### Supplied data
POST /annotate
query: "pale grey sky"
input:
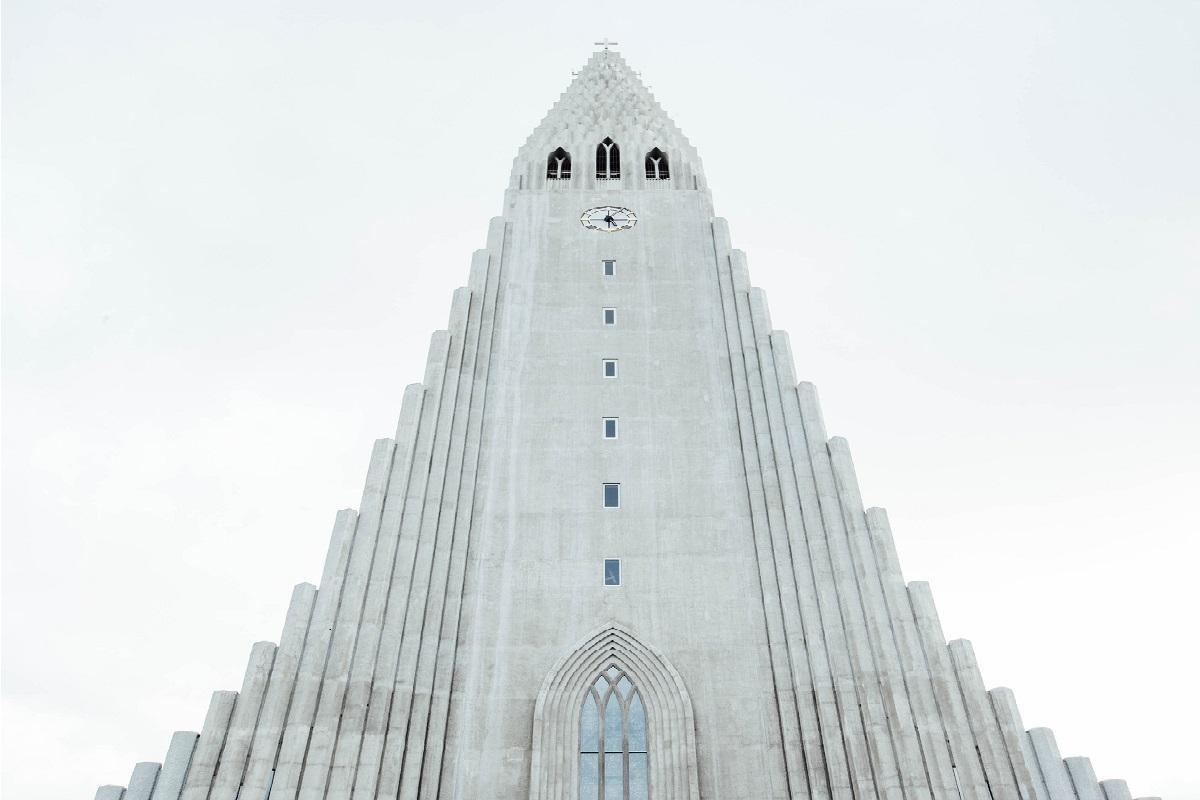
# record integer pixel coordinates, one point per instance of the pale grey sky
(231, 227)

* * *

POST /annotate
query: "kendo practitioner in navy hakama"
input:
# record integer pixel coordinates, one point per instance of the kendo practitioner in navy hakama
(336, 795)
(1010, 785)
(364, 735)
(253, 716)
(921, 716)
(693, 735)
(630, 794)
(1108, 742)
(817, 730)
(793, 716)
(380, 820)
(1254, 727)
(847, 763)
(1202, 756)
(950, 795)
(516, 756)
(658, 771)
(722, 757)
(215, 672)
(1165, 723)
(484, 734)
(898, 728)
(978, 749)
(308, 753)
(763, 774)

--

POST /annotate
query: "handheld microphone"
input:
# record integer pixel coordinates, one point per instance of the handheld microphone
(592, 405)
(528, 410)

### About this task
Whenever a line of the data above includes the word "query", copy that line.

### Solution to this task
query: "pale grey sky"
query: "kendo practitioner in navy hakama"
query: "handheld microphone"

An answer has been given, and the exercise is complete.